*EXERCISE REQUIREMENTS*
Rewrite the lines of the listing below as a numbered list, starting with the line that contains "The component shall indicate each instance of the processional" and ending with the last line of the listing. Omit any blank lines.

*RECORD LIST*

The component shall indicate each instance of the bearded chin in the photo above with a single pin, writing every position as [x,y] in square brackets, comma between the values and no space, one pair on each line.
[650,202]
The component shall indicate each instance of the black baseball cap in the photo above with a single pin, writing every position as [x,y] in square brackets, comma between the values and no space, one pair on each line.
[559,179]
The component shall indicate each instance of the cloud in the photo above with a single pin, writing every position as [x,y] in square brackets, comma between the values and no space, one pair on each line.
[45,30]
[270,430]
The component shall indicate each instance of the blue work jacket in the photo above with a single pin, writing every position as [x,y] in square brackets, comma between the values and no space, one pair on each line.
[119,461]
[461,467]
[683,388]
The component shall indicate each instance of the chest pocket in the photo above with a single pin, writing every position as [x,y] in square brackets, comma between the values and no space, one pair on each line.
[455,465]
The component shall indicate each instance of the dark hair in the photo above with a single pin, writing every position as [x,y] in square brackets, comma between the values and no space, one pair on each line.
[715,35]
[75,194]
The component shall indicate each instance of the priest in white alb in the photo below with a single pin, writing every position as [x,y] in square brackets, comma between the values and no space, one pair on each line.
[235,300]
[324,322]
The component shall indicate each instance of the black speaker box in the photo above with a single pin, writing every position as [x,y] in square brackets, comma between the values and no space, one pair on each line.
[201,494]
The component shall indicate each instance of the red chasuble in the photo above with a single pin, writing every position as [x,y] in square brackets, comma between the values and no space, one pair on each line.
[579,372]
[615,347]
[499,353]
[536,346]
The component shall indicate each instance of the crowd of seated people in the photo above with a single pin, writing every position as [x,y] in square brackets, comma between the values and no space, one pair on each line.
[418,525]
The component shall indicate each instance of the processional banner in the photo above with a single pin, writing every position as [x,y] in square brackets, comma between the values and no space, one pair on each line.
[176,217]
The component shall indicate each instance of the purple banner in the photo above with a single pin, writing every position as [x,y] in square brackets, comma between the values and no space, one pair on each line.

*TASK OUTPUT*
1. The component shall indicate each instance of the processional banner in the photo above with a single pin, writing every position as [x,y] in square brackets, comma between the values and no space, one pair on each line.
2. [176,217]
3. The component shall indicate each instance of the purple banner in the photo above with a single pin, writing every position as [x,y] in square brackets, comma between the values and no space, one pair on each line.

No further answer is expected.